**Task instructions**:
Rewrite each line of the entries below as a JSON list of strings, one string per line, with blank lines omitted.

BEGIN Data for processing

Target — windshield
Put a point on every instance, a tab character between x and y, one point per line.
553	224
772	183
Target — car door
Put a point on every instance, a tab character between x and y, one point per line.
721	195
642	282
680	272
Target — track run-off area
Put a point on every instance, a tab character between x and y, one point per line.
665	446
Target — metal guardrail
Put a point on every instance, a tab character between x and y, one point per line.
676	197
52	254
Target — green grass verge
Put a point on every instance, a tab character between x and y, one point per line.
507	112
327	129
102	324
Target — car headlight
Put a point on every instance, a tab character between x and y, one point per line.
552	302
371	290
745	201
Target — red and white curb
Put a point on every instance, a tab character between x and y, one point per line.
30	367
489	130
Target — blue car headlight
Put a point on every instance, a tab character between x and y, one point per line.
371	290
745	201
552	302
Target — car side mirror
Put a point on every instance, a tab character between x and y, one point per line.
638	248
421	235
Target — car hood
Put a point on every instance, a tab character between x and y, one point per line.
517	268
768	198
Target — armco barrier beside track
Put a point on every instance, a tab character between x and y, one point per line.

END Data for processing

**Result for this task**:
[
  "Target — windshield",
  "Put a point on every instance, a tab character between x and y, one point per line.",
  "553\t224",
  "772\t183",
  "Target — car door",
  "Put a point on every instance, a tab character between x and y, one point per line.",
  "721\t195",
  "642\t282",
  "680\t272",
  "Target — track run-off area",
  "Put a point on every instance, a tab character between x and y, one point per line.",
  "665\t446",
  "Target — metal guardrail",
  "Put a point on every instance, a tab character between x and y, one point per line.",
  "676\t197",
  "52\t254",
  "Target — green grass verge",
  "Put a point on every instance, a tab character between x and y, one point per line.",
  "507\t112",
  "327\t129",
  "102\t324",
  "Target — car headlight",
  "Put a point on every instance, a tab character between x and y, one point per line.",
  "552\t302",
  "371\t290",
  "745\t201",
  "Target — red and white curb",
  "Put a point on every instance, a tab character between x and y, one point per line.",
  "30\t367",
  "489\t130",
  "Target — blue car headlight",
  "Put a point on every instance, a tab character between x and y, one point per line.",
  "371\t290",
  "745\t201",
  "552\t302",
  "Target — car side mirror",
  "Put a point on every instance, a tab character between x and y, one point per line.",
  "638\t248",
  "421\t235",
  "Target — car hood",
  "Put a point on every instance, a tab character between x and y, one point per line.",
  "517\t268",
  "768\t198",
  "Target — armco barrier beside track",
  "Put a point on every instance, a tab character between x and y, one point per line."
]